** What is asked **
Recast the lines below as a Markdown table with the columns "No." and "Line", numbering the rows in order from 1. Leave out any blank lines.

** Input material **
--*--
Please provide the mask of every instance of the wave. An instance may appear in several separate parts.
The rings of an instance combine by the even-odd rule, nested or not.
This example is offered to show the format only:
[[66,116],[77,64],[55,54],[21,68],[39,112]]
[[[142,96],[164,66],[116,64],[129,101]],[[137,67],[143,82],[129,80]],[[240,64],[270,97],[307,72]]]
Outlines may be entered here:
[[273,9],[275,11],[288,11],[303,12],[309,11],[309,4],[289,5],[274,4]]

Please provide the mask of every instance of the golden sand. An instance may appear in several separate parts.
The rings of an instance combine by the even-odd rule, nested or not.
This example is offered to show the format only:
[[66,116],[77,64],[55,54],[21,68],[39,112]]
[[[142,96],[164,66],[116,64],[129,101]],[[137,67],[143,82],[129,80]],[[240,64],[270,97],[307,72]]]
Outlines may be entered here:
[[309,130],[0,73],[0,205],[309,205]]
--*--
** Output **
| No. | Line |
|---|---|
| 1 | Please provide the mask of every instance of the wave. An instance may appear in several separate parts. |
| 2 | The rings of an instance combine by the even-odd rule, nested or not. |
| 3 | This example is offered to show the format only: |
| 4 | [[66,116],[77,64],[55,54],[21,68],[39,112]] |
| 5 | [[[142,96],[164,66],[116,64],[129,101]],[[137,67],[143,82],[129,80]],[[240,64],[270,97],[307,72]]] |
| 6 | Outlines may be entered here: |
| 7 | [[273,9],[275,11],[288,11],[303,12],[309,11],[309,4],[289,5],[274,4]] |
| 8 | Please provide the mask of every instance of the golden sand. An instance may appear in several separate parts. |
| 9 | The rings of an instance combine by the even-odd rule, nested or not. |
| 10 | This example is offered to show the format only: |
| 11 | [[66,116],[77,64],[55,54],[21,68],[39,112]] |
| 12 | [[[142,96],[164,66],[116,64],[129,101]],[[137,67],[143,82],[129,80]],[[240,64],[270,97],[307,72]]] |
| 13 | Outlines may be entered here: |
| 14 | [[309,130],[0,73],[0,205],[309,205]] |